[Records from a data source]
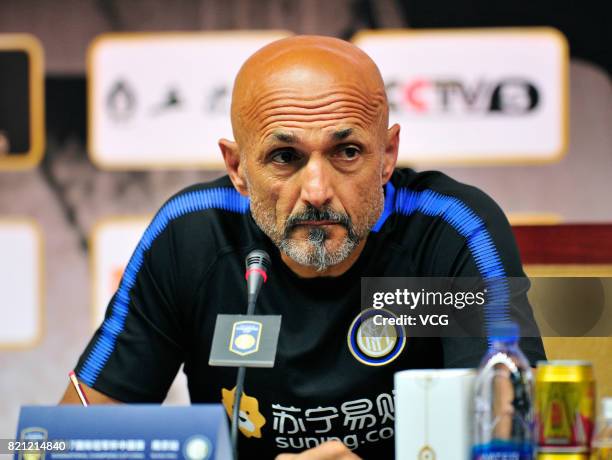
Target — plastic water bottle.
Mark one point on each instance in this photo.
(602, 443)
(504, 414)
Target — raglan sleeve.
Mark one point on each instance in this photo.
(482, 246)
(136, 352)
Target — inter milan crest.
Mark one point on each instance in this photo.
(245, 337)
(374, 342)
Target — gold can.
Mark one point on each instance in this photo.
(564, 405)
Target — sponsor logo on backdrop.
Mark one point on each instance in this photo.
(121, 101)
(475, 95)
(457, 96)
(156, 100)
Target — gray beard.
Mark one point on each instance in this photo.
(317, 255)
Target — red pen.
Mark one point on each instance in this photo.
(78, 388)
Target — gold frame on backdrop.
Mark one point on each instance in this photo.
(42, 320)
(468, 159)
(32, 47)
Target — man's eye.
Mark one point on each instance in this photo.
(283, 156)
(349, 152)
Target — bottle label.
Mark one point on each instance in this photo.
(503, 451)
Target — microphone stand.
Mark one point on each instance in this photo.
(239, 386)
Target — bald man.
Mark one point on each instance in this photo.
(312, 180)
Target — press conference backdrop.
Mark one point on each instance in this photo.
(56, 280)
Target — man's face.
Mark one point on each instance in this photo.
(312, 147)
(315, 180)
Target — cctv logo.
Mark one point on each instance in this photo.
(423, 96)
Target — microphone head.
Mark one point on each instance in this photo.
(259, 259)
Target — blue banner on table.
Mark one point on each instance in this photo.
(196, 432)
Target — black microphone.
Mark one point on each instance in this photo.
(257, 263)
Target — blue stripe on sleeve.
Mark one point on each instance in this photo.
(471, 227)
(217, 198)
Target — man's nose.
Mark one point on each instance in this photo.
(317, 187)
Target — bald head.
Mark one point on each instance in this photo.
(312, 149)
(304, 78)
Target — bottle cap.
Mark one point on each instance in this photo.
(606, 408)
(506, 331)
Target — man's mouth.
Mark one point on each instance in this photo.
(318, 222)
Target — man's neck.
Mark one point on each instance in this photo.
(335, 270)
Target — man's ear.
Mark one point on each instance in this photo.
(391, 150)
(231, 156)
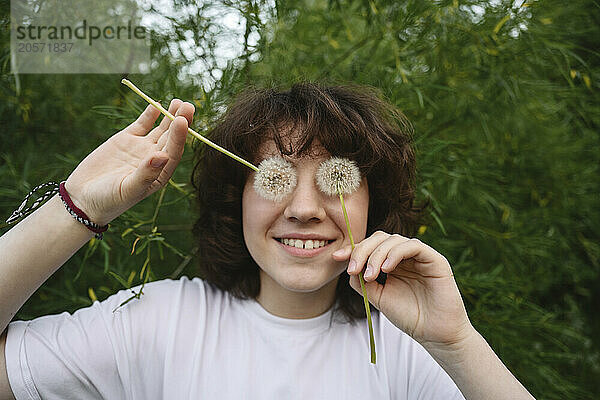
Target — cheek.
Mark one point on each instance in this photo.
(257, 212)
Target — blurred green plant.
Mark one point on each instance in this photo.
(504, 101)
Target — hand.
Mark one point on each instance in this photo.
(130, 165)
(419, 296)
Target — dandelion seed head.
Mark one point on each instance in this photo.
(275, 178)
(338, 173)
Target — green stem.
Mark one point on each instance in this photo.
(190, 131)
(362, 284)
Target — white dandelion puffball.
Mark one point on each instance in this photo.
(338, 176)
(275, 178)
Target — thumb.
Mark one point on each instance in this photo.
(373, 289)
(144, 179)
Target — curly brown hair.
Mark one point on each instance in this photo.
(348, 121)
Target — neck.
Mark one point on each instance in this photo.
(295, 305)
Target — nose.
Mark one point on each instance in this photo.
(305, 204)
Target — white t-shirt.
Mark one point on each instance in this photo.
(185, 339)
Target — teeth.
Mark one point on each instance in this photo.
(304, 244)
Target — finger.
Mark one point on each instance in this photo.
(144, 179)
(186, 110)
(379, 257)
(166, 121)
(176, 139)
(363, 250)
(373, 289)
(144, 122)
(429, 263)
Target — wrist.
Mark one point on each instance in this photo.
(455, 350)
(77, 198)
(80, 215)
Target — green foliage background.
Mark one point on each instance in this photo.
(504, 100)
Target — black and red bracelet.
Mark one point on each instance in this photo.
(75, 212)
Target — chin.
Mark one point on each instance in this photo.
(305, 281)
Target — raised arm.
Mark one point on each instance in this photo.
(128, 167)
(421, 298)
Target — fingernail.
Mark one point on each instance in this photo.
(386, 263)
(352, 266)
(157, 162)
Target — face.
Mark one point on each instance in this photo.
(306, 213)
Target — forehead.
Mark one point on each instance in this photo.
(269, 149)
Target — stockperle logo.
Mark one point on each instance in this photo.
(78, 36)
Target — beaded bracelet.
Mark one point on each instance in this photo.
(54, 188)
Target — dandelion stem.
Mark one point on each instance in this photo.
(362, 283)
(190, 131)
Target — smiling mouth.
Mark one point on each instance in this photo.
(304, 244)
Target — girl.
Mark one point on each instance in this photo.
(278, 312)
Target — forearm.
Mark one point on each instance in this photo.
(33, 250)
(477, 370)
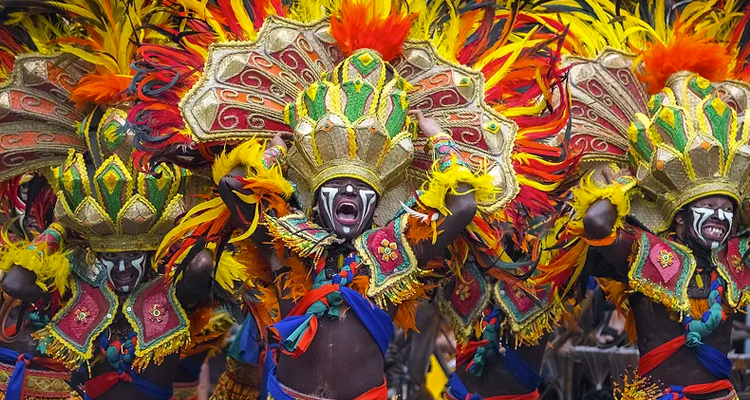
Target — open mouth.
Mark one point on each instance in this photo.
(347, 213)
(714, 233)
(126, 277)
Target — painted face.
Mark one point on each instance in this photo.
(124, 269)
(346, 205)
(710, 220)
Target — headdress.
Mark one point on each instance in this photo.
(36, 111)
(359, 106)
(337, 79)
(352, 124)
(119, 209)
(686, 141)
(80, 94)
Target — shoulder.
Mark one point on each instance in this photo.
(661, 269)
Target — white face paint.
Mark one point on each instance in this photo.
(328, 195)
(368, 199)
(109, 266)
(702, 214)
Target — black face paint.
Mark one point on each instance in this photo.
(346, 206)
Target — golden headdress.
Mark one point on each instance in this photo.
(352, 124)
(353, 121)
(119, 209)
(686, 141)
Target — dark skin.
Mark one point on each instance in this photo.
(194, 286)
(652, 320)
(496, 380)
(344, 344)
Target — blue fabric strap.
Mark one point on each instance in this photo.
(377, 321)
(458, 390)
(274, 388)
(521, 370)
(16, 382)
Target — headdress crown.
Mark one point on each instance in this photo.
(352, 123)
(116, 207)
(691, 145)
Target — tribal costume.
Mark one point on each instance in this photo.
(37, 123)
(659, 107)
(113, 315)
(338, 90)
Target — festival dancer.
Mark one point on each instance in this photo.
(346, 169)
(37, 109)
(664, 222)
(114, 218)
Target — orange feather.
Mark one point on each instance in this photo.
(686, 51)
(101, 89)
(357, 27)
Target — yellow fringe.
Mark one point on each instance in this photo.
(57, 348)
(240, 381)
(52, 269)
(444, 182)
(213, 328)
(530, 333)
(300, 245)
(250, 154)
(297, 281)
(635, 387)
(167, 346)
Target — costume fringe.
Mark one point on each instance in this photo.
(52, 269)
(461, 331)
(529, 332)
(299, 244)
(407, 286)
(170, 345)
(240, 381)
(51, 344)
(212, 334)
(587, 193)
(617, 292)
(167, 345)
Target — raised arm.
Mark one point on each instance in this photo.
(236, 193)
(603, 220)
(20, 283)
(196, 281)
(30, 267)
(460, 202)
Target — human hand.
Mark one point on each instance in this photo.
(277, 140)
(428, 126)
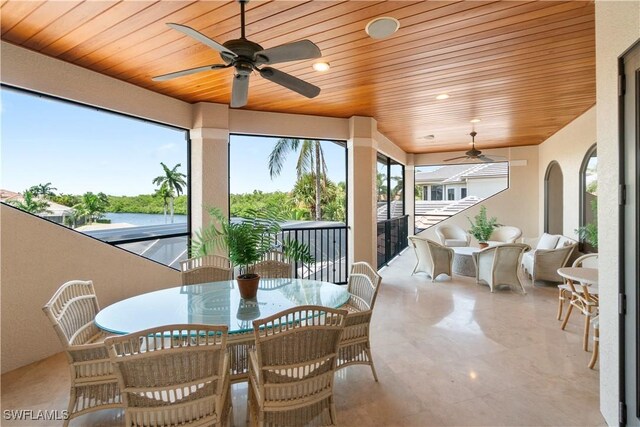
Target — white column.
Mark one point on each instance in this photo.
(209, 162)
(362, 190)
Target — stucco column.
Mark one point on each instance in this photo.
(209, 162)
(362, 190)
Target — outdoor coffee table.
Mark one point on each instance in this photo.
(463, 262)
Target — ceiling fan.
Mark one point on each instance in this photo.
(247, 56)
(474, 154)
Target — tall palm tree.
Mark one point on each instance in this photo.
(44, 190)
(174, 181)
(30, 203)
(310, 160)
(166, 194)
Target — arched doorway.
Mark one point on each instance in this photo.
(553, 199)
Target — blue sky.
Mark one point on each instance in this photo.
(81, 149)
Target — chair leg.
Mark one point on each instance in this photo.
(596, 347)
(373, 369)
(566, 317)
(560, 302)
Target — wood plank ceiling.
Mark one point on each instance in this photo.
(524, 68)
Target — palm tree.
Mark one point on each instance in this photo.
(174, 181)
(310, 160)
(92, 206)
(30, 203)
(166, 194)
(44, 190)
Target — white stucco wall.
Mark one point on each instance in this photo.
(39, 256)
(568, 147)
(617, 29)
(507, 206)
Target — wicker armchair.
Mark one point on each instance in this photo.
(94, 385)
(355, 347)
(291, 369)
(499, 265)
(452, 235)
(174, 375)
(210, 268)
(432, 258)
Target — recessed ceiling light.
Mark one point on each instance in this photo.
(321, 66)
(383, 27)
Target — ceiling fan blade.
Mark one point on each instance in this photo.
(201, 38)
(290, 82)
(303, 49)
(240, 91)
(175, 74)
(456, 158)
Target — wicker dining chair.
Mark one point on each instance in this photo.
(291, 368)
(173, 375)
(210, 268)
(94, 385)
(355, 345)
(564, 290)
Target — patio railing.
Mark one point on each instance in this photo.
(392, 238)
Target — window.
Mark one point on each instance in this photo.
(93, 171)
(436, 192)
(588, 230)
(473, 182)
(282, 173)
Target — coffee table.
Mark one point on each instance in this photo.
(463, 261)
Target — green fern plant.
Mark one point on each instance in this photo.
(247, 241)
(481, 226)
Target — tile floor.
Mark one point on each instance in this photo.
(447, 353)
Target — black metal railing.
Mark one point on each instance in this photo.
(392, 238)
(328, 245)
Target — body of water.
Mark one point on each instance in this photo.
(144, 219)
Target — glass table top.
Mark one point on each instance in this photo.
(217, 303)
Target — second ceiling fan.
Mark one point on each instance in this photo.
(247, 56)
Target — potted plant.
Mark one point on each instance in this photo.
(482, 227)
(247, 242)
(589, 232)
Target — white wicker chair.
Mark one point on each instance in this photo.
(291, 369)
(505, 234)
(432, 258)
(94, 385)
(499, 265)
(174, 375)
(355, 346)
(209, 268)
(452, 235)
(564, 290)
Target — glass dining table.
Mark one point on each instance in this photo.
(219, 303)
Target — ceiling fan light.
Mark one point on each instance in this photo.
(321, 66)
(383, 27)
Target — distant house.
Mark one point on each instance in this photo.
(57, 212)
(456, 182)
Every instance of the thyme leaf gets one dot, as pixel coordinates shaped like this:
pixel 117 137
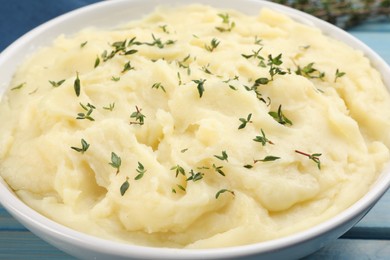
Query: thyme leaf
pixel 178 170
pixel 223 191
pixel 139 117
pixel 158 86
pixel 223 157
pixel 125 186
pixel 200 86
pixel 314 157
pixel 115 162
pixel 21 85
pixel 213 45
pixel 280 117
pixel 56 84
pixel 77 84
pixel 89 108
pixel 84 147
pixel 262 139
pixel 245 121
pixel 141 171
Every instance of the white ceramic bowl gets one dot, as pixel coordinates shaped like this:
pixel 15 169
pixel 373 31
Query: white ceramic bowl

- [WHAT TO PRODUCE] Could you copy every line in the records that holds "palm"?

- [RESULT BELOW]
Target — tall palm tree.
Target — palm tree.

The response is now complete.